Thursday, September 10, 2009

Getting To the Truth

The information below is from an article in the Wall Street Journal.

Obama is trying to overhaul health care without being able to tap into widespread public unhappiness. Nearly nine out of 10 Americans say they have coverage—and large majorities of them are happy with it. Of the 46 million uninsured, 9.7 million are not U.S. citizens; 17.6 million have annual incomes of more than $50,000; and 14 million already qualify for Medicaid or other programs. That leaves less than five million people truly uncovered out of a population of 307 million. Americans don't believe this problem—serious but correctable—justifies the radical shift Mr. Obama offers.

Let's see what that looks like in a pie chart:

It's just 2% of the population.

Just a few questions for you and your Congressperson to consider:
Do we really need a “trillion” dollar overhaul of the health care system?

Could a relatively simple approach such as “assigned risk” in automobile insurance be similarly applied to “citizens” who can’t otherwise qualify or afford health insurance?

Instead of nationwide, government run treatment standards and a large number of special interest provisions, should Congressional legislation focus on incentives to increase the supply of doctors and nurses and facilities, and incentives to increase the successful, low cost regional models (eg: Mayo Clinic; Northern CA Kaiser; Grand Junction Colorado fee-for-service approach)?

Shouldn’t Medicare and Medicaid reform focus on eliminating fraud and waste rather than challenging medical judgments and customary fees?

Why isn’t Congress considering comprehensive tort reform that shields medical practitioners from malpractice claims when they act in good faith with regard to patient care? (Seems to me we aren't going to attack unnecessary costs without doing what we can to remove the fear of making a mistake.)

Instead of getting into the health insurance business as a competitor, why doesn’t the government take steps to increase insurance company competitiveness by eliminating mandatory coverage’s and permitting marketing across state lines, with appropriate regulation to avoid bad products?

What about retaining or increasing tax incentives to keep employer contributions in the game...perhaps with better portability?

Let’s forget about political legacies and focus on defining the problem and thoroughly debating alternative solutions. Let’s take the time to get it right.

=-=-=-=-=

Your goal
Copy the health care post from "Could a relatively" to "afford health insurance?", swapping "automobile insurance" for "homeowners insurance". The entries below come from a separate source.

=-=-=-=-=

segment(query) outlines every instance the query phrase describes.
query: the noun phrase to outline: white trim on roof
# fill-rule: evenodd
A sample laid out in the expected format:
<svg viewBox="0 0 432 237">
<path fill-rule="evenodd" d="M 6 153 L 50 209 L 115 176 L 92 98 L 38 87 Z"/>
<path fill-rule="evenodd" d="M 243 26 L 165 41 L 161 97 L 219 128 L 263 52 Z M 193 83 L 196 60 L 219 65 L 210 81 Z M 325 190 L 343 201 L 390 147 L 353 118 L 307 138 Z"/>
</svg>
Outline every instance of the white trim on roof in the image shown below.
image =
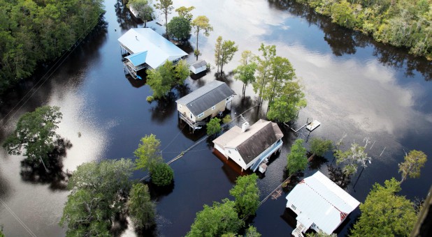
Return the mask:
<svg viewBox="0 0 432 237">
<path fill-rule="evenodd" d="M 315 224 L 327 234 L 331 234 L 360 204 L 320 171 L 298 183 L 287 200 L 287 208 L 297 214 L 298 222 L 305 229 L 314 228 Z M 293 205 L 295 208 L 291 208 Z"/>
</svg>

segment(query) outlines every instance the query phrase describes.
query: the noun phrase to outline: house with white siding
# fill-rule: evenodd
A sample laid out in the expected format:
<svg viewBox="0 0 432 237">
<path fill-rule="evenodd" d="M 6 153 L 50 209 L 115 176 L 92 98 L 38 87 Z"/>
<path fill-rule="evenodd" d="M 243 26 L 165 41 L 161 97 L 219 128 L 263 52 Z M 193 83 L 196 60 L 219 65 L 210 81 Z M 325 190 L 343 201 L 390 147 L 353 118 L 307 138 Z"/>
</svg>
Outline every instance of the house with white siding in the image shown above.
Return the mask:
<svg viewBox="0 0 432 237">
<path fill-rule="evenodd" d="M 224 112 L 235 94 L 225 82 L 213 81 L 175 101 L 179 116 L 194 130 Z"/>
<path fill-rule="evenodd" d="M 360 204 L 319 171 L 300 181 L 287 200 L 287 208 L 297 214 L 294 236 L 303 236 L 309 228 L 330 235 Z"/>
<path fill-rule="evenodd" d="M 150 28 L 133 28 L 118 38 L 124 52 L 124 66 L 131 75 L 142 69 L 155 69 L 167 60 L 175 64 L 187 54 Z"/>
<path fill-rule="evenodd" d="M 215 149 L 231 159 L 243 170 L 266 171 L 266 162 L 280 151 L 283 134 L 278 124 L 260 119 L 252 125 L 244 123 L 235 126 L 213 140 Z"/>
</svg>

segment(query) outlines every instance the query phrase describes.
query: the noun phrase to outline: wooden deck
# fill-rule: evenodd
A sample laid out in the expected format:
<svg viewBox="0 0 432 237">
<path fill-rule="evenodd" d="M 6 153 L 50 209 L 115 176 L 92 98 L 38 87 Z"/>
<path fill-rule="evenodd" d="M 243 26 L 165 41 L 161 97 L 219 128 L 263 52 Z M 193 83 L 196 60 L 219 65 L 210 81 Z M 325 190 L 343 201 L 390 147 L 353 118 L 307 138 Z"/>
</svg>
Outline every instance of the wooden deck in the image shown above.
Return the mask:
<svg viewBox="0 0 432 237">
<path fill-rule="evenodd" d="M 187 123 L 187 125 L 194 130 L 194 132 L 195 132 L 196 129 L 201 128 L 202 125 L 207 124 L 206 122 L 203 121 L 194 121 L 187 116 L 185 116 L 183 114 L 179 113 L 178 114 L 180 116 L 180 118 L 186 122 L 186 123 Z"/>
<path fill-rule="evenodd" d="M 306 129 L 308 131 L 312 132 L 315 128 L 318 128 L 320 125 L 321 125 L 321 123 L 318 122 L 317 120 L 314 120 L 313 121 L 308 124 L 308 125 L 306 126 Z"/>
</svg>

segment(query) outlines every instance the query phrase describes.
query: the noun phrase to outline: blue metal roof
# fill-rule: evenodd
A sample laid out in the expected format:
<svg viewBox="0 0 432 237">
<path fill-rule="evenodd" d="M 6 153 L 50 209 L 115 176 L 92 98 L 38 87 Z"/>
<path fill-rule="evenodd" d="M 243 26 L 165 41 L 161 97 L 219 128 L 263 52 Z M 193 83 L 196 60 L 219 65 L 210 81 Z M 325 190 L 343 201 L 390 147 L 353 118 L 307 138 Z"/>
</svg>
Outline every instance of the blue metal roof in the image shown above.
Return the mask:
<svg viewBox="0 0 432 237">
<path fill-rule="evenodd" d="M 166 60 L 173 61 L 187 55 L 185 52 L 150 28 L 131 29 L 118 40 L 132 55 L 147 52 L 145 62 L 152 68 L 157 68 Z"/>
<path fill-rule="evenodd" d="M 129 61 L 134 64 L 134 66 L 138 66 L 145 63 L 145 59 L 147 58 L 147 51 L 140 52 L 129 56 L 125 56 Z"/>
</svg>

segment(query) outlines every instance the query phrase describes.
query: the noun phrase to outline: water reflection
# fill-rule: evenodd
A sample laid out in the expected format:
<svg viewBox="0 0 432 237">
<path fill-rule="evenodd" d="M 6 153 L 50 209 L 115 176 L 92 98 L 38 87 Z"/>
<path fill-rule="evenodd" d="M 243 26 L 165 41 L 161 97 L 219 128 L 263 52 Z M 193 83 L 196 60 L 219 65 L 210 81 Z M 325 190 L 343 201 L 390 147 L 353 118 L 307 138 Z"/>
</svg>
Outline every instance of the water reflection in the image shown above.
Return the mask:
<svg viewBox="0 0 432 237">
<path fill-rule="evenodd" d="M 21 161 L 21 178 L 33 183 L 49 184 L 52 190 L 66 190 L 67 180 L 70 173 L 63 171 L 63 159 L 66 155 L 66 150 L 72 147 L 69 140 L 59 139 L 52 152 L 48 154 L 48 162 L 43 165 L 35 166 L 34 161 L 27 159 Z"/>
<path fill-rule="evenodd" d="M 336 56 L 355 54 L 357 47 L 364 47 L 373 45 L 373 55 L 384 66 L 390 66 L 396 69 L 404 68 L 405 76 L 412 77 L 414 71 L 422 73 L 426 81 L 432 79 L 432 61 L 423 58 L 417 58 L 408 54 L 408 49 L 396 48 L 377 43 L 370 37 L 343 29 L 332 24 L 326 17 L 317 14 L 309 7 L 288 0 L 268 0 L 270 7 L 280 10 L 288 10 L 291 14 L 308 20 L 310 24 L 314 24 L 323 30 L 324 40 L 331 47 Z"/>
</svg>

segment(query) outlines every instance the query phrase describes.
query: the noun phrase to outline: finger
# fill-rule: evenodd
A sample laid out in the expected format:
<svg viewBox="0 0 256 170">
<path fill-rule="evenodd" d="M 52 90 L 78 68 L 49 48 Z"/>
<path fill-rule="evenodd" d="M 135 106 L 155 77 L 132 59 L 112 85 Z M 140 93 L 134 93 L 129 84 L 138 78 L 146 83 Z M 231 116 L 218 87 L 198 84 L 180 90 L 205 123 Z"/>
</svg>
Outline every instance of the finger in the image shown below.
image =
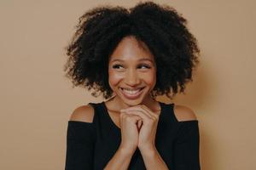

=-=-=-=-=

Response area
Could a relatively simple approach such as “assigned risk” in homeowners insurance be similarly applied to “citizens” who can’t otherwise qualify or afford health insurance?